▶ [The problem]
Go through the records and copy each line where the word "blanket" occurs.

=====

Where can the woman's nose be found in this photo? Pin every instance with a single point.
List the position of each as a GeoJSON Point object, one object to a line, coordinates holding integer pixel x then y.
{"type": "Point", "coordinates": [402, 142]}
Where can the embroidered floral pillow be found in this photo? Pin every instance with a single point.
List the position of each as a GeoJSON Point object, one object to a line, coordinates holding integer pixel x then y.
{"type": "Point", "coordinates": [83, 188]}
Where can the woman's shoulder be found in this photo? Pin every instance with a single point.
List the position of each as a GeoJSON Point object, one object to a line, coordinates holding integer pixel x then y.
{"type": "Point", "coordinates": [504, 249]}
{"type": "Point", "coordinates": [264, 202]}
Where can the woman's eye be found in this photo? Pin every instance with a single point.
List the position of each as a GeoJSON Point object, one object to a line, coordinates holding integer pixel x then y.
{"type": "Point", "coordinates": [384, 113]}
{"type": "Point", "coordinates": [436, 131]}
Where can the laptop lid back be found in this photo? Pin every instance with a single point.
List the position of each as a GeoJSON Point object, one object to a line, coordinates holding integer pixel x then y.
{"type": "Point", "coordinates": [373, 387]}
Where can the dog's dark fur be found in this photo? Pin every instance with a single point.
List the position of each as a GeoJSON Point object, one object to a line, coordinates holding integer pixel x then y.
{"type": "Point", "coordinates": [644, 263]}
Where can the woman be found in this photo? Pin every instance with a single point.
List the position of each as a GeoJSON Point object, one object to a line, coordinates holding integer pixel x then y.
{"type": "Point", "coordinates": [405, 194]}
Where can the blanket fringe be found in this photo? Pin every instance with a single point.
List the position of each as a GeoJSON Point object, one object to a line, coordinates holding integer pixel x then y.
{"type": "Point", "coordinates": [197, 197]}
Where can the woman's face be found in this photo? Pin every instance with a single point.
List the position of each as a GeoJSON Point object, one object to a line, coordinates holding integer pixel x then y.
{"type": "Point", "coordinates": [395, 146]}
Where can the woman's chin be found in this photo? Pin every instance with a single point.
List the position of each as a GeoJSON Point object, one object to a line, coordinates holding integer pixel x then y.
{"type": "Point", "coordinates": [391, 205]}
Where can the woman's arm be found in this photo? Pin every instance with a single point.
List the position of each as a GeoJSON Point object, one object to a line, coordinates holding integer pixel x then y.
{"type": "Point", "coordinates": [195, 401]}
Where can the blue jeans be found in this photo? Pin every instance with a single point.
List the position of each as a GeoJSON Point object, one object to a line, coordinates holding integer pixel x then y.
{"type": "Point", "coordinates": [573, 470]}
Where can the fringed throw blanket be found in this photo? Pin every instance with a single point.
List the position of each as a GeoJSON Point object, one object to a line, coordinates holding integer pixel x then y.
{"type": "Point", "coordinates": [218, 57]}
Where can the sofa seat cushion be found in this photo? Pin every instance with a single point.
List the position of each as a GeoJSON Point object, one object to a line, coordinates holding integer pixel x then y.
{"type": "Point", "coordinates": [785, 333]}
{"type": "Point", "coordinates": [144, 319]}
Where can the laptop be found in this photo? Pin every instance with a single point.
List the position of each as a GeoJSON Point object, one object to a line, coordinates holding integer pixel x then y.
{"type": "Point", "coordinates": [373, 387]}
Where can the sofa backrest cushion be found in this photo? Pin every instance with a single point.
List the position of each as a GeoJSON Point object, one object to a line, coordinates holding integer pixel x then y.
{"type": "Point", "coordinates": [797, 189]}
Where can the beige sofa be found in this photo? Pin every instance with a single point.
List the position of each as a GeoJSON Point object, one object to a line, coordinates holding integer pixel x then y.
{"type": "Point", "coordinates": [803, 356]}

=====

▶ [Answer to this exercise]
Where can the blanket fringe be found in this photo? Pin every instance with a single point.
Where can the fringed throw blanket be found in this photo? Pin every instance with a single point.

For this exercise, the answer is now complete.